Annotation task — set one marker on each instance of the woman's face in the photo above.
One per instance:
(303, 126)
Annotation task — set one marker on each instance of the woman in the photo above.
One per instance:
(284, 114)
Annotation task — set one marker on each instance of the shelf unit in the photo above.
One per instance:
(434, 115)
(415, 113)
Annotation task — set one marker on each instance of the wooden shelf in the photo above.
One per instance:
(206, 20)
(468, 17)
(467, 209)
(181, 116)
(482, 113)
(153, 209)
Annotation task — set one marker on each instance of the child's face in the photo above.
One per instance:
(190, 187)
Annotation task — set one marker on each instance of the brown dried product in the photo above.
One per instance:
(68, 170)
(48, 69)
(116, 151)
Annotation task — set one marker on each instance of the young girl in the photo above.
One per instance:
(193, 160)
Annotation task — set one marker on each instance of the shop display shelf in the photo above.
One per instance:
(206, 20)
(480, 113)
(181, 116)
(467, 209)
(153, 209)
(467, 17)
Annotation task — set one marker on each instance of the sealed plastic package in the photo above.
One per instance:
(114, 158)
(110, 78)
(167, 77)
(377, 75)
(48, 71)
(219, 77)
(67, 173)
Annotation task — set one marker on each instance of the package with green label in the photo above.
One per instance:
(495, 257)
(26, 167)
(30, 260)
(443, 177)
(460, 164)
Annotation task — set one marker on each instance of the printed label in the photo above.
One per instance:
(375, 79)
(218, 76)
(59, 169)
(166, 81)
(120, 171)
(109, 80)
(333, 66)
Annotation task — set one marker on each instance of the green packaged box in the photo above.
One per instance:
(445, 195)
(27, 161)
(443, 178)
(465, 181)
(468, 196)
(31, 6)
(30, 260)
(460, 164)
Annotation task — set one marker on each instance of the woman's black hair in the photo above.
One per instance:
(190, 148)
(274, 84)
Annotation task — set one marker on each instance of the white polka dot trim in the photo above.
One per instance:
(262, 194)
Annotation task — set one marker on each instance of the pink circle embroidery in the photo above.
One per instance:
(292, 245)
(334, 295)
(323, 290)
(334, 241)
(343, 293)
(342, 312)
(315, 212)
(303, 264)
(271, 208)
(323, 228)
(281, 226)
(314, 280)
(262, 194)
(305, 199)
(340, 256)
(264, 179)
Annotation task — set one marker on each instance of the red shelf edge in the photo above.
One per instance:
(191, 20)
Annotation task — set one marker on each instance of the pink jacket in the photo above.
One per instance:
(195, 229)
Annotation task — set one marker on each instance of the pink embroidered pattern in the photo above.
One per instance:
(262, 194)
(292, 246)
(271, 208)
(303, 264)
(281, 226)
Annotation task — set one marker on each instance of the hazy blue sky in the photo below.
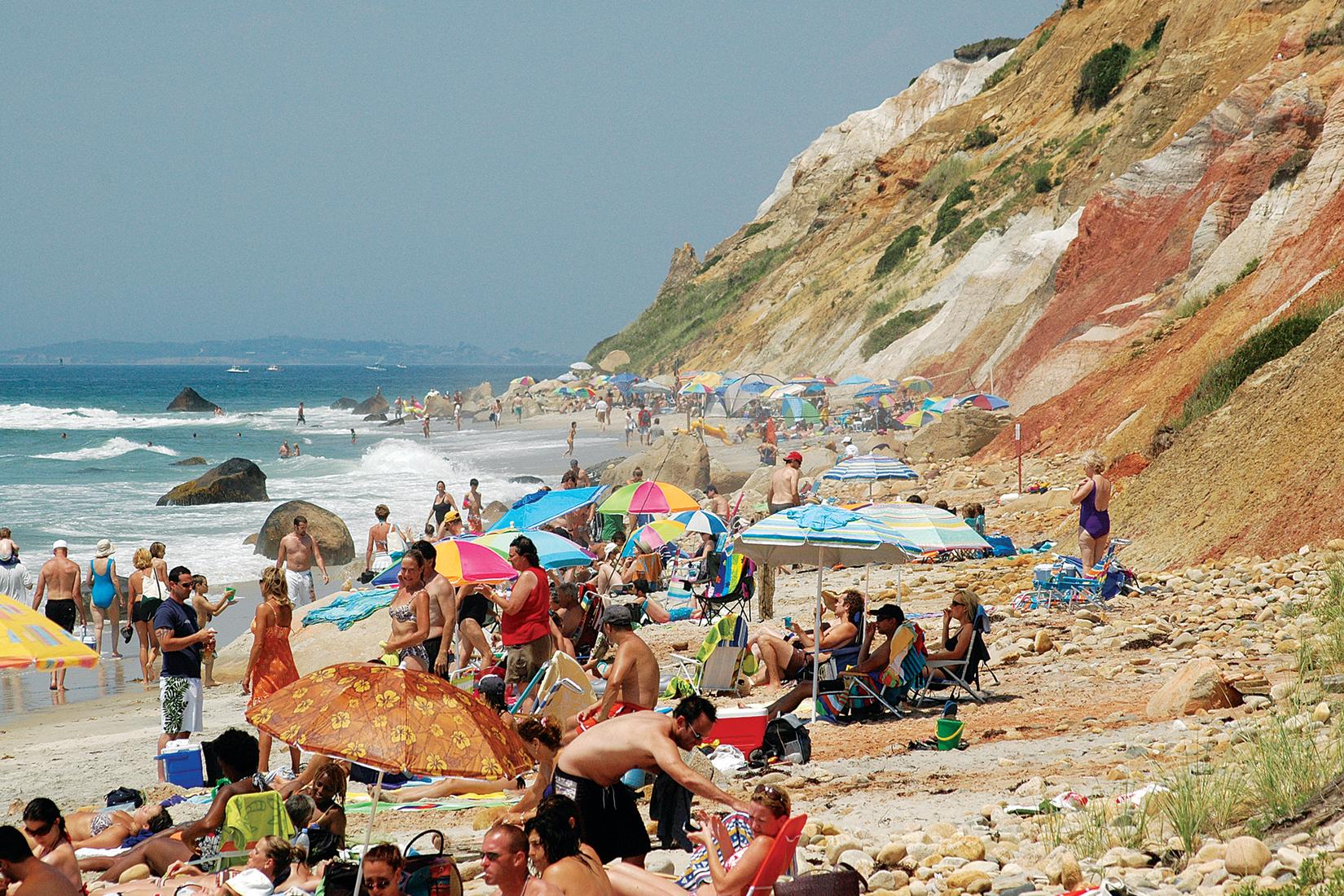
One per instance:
(495, 172)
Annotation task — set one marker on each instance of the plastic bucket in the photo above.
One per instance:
(949, 732)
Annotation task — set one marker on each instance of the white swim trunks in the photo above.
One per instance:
(300, 586)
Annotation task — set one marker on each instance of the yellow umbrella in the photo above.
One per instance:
(31, 641)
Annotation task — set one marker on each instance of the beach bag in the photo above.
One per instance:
(841, 881)
(432, 875)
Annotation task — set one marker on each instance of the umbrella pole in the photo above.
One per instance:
(816, 643)
(368, 833)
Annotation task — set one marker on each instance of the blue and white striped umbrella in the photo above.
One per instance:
(870, 467)
(824, 535)
(701, 521)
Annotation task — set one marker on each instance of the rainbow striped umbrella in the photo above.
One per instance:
(918, 418)
(648, 498)
(460, 562)
(31, 641)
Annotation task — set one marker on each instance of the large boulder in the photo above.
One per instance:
(376, 403)
(190, 399)
(680, 459)
(1197, 685)
(233, 481)
(327, 528)
(959, 433)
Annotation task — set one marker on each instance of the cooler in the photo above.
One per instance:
(742, 728)
(184, 766)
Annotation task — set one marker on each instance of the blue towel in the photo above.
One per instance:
(349, 608)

## Problem to solve
Retype the items from the line containing "yellow umbrella in the photo above." through the last line of the items, including both, and no other lines.

## Output of the task
Annotation task — set one marker on each instance of the yellow umbrella in the photo above.
One per instance:
(31, 641)
Annotation task — set one marker on each instance of the beach bag in the photo above.
One per instance:
(841, 881)
(432, 875)
Annotation task — set one marker on each instance of the umbrella pole in the photo above.
One per instance:
(816, 643)
(368, 833)
Annotation task — set one marker on each instance of the blue and white striped umbrella in the photo above.
One per instance:
(870, 467)
(824, 535)
(701, 521)
Annotation task — set one marker on each instance of the rainbow striped umbrella in the photo above.
One per instance:
(918, 418)
(648, 498)
(460, 562)
(31, 641)
Annotation task — set one marker on each instance of the large boulder in the photo above.
One per instance:
(376, 403)
(190, 399)
(680, 459)
(1197, 685)
(233, 481)
(327, 528)
(959, 433)
Annotation task — set one marker on each instance of the cooler in the photo above.
One per instance:
(742, 728)
(184, 766)
Annotation task — set one marker on each instance of the blue towel in the photo above.
One per instance:
(349, 608)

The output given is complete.